= TRECHO SELECIONADO =
§
No fim do mês passado, a Procuradoria Federal dos Direitos do Cidadão instaurou um procedimento administrativo para acompanhar o pagamento dos salários.
Nas redes sociais, o ministro Nelson Teich disse nesta sexta-feira (8) que tem o compromisso de resolver a questão até o dia 15 de maio. Ele afirmou que 4.199 bolsas estão atrasadas entre os residentes de medicina do primeiro ano, por inconsistência nas informações transmitidas.
A ANMR (Associação Nacional dos Médicos Residentes) estima que 12 mil residentes, incluindo os de outras áreas da saúde como enfermaria e odontologia, estão com os salários atrasados.
Para essas áreas, segundo o Fórum Nacional de Residentes em Saúde, a situação é pior porque o programa exige exclusividade. Dessa forma, os profissionais não podem complementar a renda fora da unidade da residência.
Além das bolsas, o benefício da iniciativa "O Brasil conta comigo", espécie de incentivo de R$ 667 para os residentes médicos em meio à crise do coronavírus, também não foi pago.
Nessa semana, o Ministério da Saúde enviou um ofício aos coordenadores das residências, dizendo que a quantia seria depositada com atraso "devido à necessidade de ajustes operacionais e pela quantidade de ações do governo".
O atraso no pagamento das bolsas, no entanto, não é a única queixa dos residentes médicos. Eles estão insatisfeitos porque, na prática, não têm aprendido conteúdos específicos das especializações nas quais se inscreveram.
Como não há mais cirurgias eletivas, profissionais que desejam se tornar urologistas ou cirurgiões plásticos, por exemplo, não têm a oportunidade de se dedicar a essas funções.
§
= INSTRUÇÕES A SEGUIR =
Transcreva, do trecho sobre os salários atrasados dos residentes, a passagem que começa em "Para essas áreas, segundo" e vai até "não foi pago.", inclusive.
§
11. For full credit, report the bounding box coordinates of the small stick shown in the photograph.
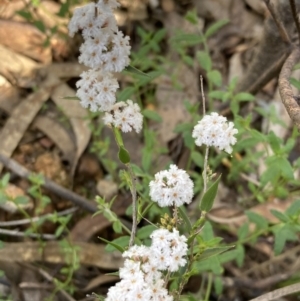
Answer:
[127,163,138,247]
[0,228,57,240]
[0,207,78,227]
[264,0,292,45]
[278,47,300,131]
[0,154,97,213]
[289,0,300,42]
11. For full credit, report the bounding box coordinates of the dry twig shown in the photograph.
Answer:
[0,154,97,213]
[279,47,300,131]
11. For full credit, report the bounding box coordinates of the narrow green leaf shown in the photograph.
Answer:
[198,246,234,261]
[270,209,290,223]
[207,70,222,87]
[191,151,204,167]
[200,175,221,212]
[236,244,245,268]
[117,87,136,101]
[238,223,249,240]
[178,207,192,233]
[197,51,212,72]
[245,210,268,229]
[268,131,281,154]
[274,228,286,255]
[118,146,130,164]
[204,20,229,38]
[136,225,157,239]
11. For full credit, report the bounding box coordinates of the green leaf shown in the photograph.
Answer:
[236,244,245,268]
[245,210,268,230]
[234,92,255,101]
[33,20,46,33]
[200,175,221,212]
[98,236,130,253]
[285,199,300,216]
[204,20,229,38]
[191,151,204,168]
[1,173,10,188]
[178,207,192,233]
[197,246,234,261]
[238,223,249,240]
[143,109,162,122]
[124,65,151,78]
[207,70,222,87]
[270,209,290,223]
[118,146,130,164]
[277,157,294,180]
[197,51,212,72]
[274,228,286,255]
[117,87,136,101]
[112,220,122,233]
[184,9,198,25]
[214,276,224,296]
[268,131,281,154]
[136,225,157,239]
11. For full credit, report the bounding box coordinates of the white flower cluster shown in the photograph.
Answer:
[150,165,194,207]
[69,0,130,72]
[105,229,187,301]
[192,113,238,154]
[68,0,143,132]
[103,99,143,133]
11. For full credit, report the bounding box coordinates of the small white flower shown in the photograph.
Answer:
[76,69,119,111]
[103,100,143,133]
[192,113,238,153]
[149,165,194,207]
[68,2,95,37]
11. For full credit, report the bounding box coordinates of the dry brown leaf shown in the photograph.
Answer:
[244,0,267,15]
[0,183,33,213]
[0,75,20,113]
[0,241,123,271]
[69,195,131,241]
[51,83,91,175]
[34,152,67,186]
[82,275,120,293]
[0,45,40,88]
[0,88,50,172]
[33,116,75,166]
[207,198,293,227]
[0,20,52,64]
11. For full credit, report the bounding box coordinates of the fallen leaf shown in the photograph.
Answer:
[51,83,91,175]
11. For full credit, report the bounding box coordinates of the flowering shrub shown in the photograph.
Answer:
[69,0,143,133]
[69,0,238,301]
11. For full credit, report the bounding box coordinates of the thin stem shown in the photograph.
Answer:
[203,146,209,195]
[290,0,300,41]
[200,75,205,116]
[204,273,212,301]
[264,0,291,45]
[126,164,138,247]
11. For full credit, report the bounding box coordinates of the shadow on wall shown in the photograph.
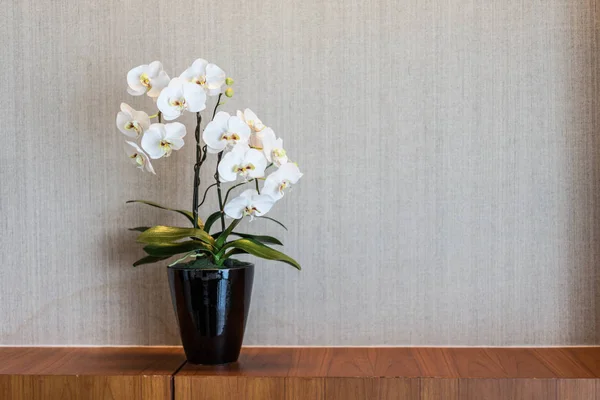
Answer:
[559,2,600,345]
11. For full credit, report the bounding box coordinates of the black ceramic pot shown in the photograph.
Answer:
[167,260,254,365]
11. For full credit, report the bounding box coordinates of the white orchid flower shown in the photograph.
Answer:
[117,103,150,139]
[127,61,169,98]
[217,143,267,182]
[258,128,288,168]
[179,58,226,96]
[261,163,303,200]
[125,141,156,175]
[156,78,206,121]
[223,189,275,221]
[202,111,250,153]
[142,122,186,159]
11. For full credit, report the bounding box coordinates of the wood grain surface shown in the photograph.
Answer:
[0,347,600,400]
[0,347,185,400]
[175,347,600,400]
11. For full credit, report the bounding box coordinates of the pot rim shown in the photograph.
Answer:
[167,260,254,271]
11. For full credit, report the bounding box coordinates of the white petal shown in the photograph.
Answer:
[117,111,137,139]
[223,196,250,219]
[227,117,251,142]
[217,151,243,182]
[156,86,183,121]
[142,124,166,159]
[183,82,206,112]
[164,122,187,140]
[252,194,275,217]
[148,71,169,98]
[260,174,283,200]
[240,189,258,199]
[244,149,267,178]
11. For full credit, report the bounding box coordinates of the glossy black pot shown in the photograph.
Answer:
[167,260,254,365]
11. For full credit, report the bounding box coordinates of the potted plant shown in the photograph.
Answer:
[116,59,302,364]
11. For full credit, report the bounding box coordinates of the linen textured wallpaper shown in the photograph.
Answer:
[0,0,600,345]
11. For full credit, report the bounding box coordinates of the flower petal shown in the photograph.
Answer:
[227,117,251,143]
[202,111,229,153]
[164,122,187,140]
[217,151,243,182]
[244,149,267,178]
[117,111,137,139]
[260,177,283,200]
[148,71,169,98]
[141,124,166,159]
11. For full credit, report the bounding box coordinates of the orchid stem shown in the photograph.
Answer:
[215,152,225,231]
[193,112,204,229]
[198,183,217,207]
[212,93,225,231]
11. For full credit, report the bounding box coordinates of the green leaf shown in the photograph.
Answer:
§
= RESPOSTA DA TAREFA =
Para essas áreas, segundo o Fórum Nacional de Residentes em Saúde, a situação é pior porque o programa exige exclusividade. Dessa forma, os profissionais não podem complementar a renda fora da unidade da residência.
Além das bolsas, o benefício da iniciativa "O Brasil conta comigo", espécie de incentivo de R$ 667 para os residentes médicos em meio à crise do coronavírus, também não foi pago.